++++ Information supplied ++++

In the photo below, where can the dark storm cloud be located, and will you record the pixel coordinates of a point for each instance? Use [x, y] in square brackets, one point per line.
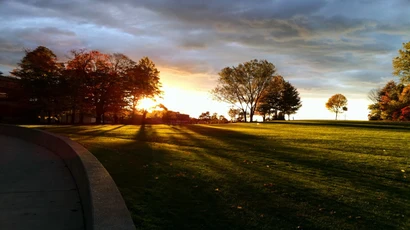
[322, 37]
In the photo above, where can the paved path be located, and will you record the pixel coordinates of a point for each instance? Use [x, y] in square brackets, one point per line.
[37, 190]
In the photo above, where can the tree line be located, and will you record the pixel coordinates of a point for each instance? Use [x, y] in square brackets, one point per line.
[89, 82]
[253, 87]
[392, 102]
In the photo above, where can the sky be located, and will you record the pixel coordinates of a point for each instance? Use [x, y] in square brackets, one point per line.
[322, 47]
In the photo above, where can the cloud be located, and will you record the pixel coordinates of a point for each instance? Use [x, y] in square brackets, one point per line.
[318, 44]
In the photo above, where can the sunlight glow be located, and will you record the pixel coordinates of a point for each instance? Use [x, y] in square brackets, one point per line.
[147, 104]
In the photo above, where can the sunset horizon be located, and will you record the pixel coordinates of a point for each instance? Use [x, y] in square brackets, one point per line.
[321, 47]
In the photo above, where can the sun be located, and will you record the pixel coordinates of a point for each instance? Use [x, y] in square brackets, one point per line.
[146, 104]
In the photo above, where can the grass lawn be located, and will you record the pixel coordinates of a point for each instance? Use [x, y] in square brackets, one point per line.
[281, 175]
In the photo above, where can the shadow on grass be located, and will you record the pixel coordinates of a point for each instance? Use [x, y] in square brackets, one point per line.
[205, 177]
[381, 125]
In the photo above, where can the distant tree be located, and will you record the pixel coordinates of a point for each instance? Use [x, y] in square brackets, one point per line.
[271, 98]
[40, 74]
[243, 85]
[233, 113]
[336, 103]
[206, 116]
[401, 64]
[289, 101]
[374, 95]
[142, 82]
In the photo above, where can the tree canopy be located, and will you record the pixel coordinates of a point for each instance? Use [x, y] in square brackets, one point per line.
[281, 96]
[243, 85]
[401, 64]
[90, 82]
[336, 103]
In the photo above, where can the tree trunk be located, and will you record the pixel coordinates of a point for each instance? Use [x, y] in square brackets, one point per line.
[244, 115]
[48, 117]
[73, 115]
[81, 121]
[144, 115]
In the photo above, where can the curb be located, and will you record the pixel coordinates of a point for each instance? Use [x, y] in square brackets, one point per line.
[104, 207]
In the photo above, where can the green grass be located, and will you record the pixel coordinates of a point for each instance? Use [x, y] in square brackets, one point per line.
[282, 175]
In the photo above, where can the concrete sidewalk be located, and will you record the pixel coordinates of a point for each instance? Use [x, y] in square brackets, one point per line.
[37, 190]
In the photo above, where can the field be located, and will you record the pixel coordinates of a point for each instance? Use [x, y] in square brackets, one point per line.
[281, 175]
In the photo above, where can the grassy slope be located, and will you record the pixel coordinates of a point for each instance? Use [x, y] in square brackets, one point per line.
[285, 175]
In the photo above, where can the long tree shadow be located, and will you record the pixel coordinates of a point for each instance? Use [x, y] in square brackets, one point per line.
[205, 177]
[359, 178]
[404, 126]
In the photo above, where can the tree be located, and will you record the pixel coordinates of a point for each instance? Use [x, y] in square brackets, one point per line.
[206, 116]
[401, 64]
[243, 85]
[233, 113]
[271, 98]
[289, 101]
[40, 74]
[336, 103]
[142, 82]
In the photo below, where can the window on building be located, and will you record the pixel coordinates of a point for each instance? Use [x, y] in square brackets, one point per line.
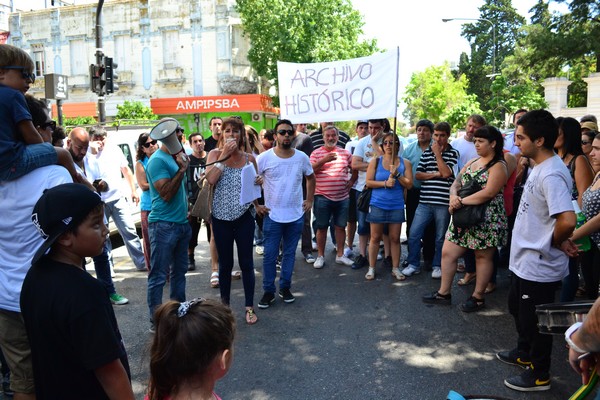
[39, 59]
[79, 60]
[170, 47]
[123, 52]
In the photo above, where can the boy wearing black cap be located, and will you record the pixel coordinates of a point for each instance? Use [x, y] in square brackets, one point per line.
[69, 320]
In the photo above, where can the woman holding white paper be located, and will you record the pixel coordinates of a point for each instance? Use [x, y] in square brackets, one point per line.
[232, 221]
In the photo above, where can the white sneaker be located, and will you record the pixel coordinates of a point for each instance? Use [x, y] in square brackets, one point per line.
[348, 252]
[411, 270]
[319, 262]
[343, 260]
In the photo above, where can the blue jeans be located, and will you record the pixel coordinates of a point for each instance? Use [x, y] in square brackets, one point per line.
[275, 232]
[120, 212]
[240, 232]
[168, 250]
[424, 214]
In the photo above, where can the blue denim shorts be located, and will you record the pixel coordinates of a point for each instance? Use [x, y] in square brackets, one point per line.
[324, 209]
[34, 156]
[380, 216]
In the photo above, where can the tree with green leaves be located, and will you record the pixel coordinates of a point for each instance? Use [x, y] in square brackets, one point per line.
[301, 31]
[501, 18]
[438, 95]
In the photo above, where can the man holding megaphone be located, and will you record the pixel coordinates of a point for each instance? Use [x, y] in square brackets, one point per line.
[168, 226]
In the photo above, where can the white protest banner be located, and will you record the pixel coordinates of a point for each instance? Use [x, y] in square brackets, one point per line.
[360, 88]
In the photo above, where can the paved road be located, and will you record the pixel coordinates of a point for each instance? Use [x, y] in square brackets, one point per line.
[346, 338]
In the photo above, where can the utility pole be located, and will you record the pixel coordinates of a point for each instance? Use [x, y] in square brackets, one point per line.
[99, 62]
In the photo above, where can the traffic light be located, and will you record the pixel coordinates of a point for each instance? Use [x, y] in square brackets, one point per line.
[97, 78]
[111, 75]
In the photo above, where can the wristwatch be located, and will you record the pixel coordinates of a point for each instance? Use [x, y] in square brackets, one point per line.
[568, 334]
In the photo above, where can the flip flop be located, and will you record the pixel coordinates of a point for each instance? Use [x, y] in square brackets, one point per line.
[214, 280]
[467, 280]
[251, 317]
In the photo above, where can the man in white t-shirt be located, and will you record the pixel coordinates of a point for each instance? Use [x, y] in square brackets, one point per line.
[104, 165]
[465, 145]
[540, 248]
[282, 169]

++++

* _What the task asks_: Arrange all of the lines above as a numbered list, skipping any blank lines and leaving out the pictures.

* _Result_:
1. In the photo below, where can the dark storm cloud be located, and will you record the pixel coordinates of a point for each instance? Use [x, y] in square brackets, one point per line.
2. [322, 37]
3. In the photo above, where can the paved path be located, and will you record the pixel coordinates of a point for each instance? Use [x, y] in square brackets, one point per line.
4. [37, 190]
5. In the photo above, where can the tree line be located, and will you record the pixel coordinates of a point for each instance? Use [x, y] in square brackets, one point per line.
6. [89, 82]
7. [253, 87]
8. [392, 102]
9. In the photo above, where can the sky be located, and will you record the pixel coordinates of a point for each instance? Use [x, y] in square brackets, one point per line.
10. [322, 47]
11. In the photo above, where can the cloud be located, and will you record the pixel coordinates of a point for each instance? Use [x, y] in square brackets, one point per line.
12. [318, 44]
13. In the photo above, where can the sunlight glow be located, and will you record the pixel coordinates of a point for each instance? Use [x, y] in square brackets, one point per line.
14. [147, 104]
15. In the photo above, where can the sunset horizon be located, and will you record the pixel coordinates of a point for each instance? Use [x, y] in square brackets, one point per line.
16. [321, 47]
17. In the photo above, where can the sun be located, and will you record the pixel coordinates of a point for each instance? Use [x, y] in square brackets, one point per line.
18. [146, 104]
19. In the photo above, where can the grass lawn be located, and will you record the pixel coordinates of a point for each instance? Use [x, y] in square brackets, one point per line.
20. [281, 175]
21. In the photo above, where can the shadow on grass be located, and will you record the pixel coordinates of a point for each instance? Use [x, y] in square brackets, one point per line.
22. [205, 177]
23. [381, 125]
24. In the photo above, where can the distant tree be located, and will you record the pixel coordinates of a point for each instance? Use [x, y] in square brackets, one point per line.
25. [271, 98]
26. [40, 74]
27. [243, 85]
28. [233, 113]
29. [336, 103]
30. [206, 116]
31. [401, 64]
32. [289, 101]
33. [374, 95]
34. [142, 82]
35. In the photo above, where can the tree canopy be located, and will you record the pixel coordinates of a point for each instance? Use [x, y] in square brackets, one point per line.
36. [281, 96]
37. [243, 85]
38. [401, 64]
39. [90, 82]
40. [336, 103]
41. In the photo above, where can the tree trunk be located, and will you record the pixel coordinates of a point for each instance? Use [x, y] in square brackets, one point per line.
42. [244, 115]
43. [48, 117]
44. [73, 115]
45. [81, 121]
46. [144, 115]
47. In the photo above, where can the curb be located, and will you record the pixel coordinates of a point for each instance? Use [x, y] in square brackets, one point per line.
48. [104, 207]
49. In the photo above, where can the green grass be located, and will you record the pixel coordinates of a point for each instance? Use [x, y] in square brackets, one point per line.
50. [282, 175]
51. In the photo above, where can the concrete sidewalk be located, and will you record the pixel coordinates of a point for each instance? Use [x, y] in square brackets, one point per line.
52. [37, 190]
53. In the photo above, where can the field be located, and will you record the pixel coordinates of a point for each instance? Use [x, y] in square brackets, one point per line.
54. [281, 175]
55. In the photo above, where can the grassy slope be located, and will you record the pixel coordinates of a point for each instance? Use [x, y] in square brackets, one point per line.
56. [285, 175]
57. In the photo above, where can the long tree shadow be located, and will you record the pixel coordinates of a point for each instance? Use [x, y] in square brackets, one point per line.
58. [205, 177]
59. [359, 178]
60. [404, 126]
61. In the photo above, where can the tree be located, and will you record the pixel coordinates of a point for each instance? Use [x, y] in square brackets, one point per line.
62. [206, 116]
63. [401, 64]
64. [243, 85]
65. [233, 113]
66. [271, 98]
67. [289, 101]
68. [40, 74]
69. [336, 103]
70. [142, 82]
71. In the photo below, where can the window on building be located, and will you record the pixel coordinates of a point for each instance? Use [x, y] in square brackets, one point per line.
72. [39, 59]
73. [79, 60]
74. [170, 47]
75. [123, 52]
76. In the photo above, where can the boy wearing black cap be located, and will you record the pixel coordinates of a point for each instance? Use [x, y] in square brackets, one point per line.
77. [69, 320]
78. In the photo above, where can the woman holding white paper be located, and will you record the pixel coordinates of a point for each instance? Use [x, y] in square brackets, one point per line.
79. [232, 221]
80. In the photo above, where can the white sneaker be located, and will you record the pixel coordinates of a point for each instance? Use [x, y] in square brackets, one point per line.
81. [348, 252]
82. [411, 270]
83. [319, 262]
84. [343, 260]
85. In the photo above, where can the blue jeans be located, and will you record the pixel coordinates of a point for each instance? Use [x, y] in square brackets, one point per line.
86. [275, 232]
87. [120, 212]
88. [240, 232]
89. [168, 250]
90. [424, 214]
91. In the photo above, where can the blue denim shorts be located, and will you record the pixel coordinates of a point for each instance? Use [x, y] in square brackets, one point per line.
92. [324, 209]
93. [34, 156]
94. [380, 216]
95. In the photo above, where can the tree with green leaves be located, and will you record the pixel coordinates of a point for each instance? Use [x, y] in square brackets, one point per line.
96. [301, 31]
97. [501, 18]
98. [438, 95]
99. In the photo above, where can the man holding megaphone be located, and will you record the pixel coordinates of a point for each instance? Use [x, y] in square brackets, one point per line.
100. [168, 226]
101. In the photo above, where can the white protest banner be located, and will you record the pixel coordinates of a point for each instance? Use [x, y] in square brackets, one point per line.
102. [360, 88]
103. In the photo above, where can the paved road be located, and will you record the pixel coordinates of a point for each instance? Use [x, y] in square brackets, one point per line.
104. [346, 338]
105. In the photo above, where can the utility pole be located, and will you record the pixel coordinates of a point for each instance? Use [x, y] in square brackets, one point per line.
106. [99, 62]
107. In the photo above, where can the traffic light be located, and will you record the pixel coordinates of a point for each instance? Use [x, y] in square brackets, one point per line.
108. [97, 78]
109. [111, 75]
110. In the photo above, where can the wristwatch be located, and will you record the pixel coordinates of a point for each instance? Use [x, y] in square brackets, one point per line.
111. [568, 334]
112. In the photo above, where can the flip flop be located, and will you record the pixel coordinates of a point for each instance? Use [x, y] in square brackets, one point per line.
113. [214, 280]
114. [467, 280]
115. [251, 317]
116. In the photo above, where can the man in white t-shirt be located, and will you record the pixel coordinates of a point for each instance? Use [x, y] in square brackets, one point per line.
117. [104, 165]
118. [465, 145]
119. [540, 248]
120. [282, 169]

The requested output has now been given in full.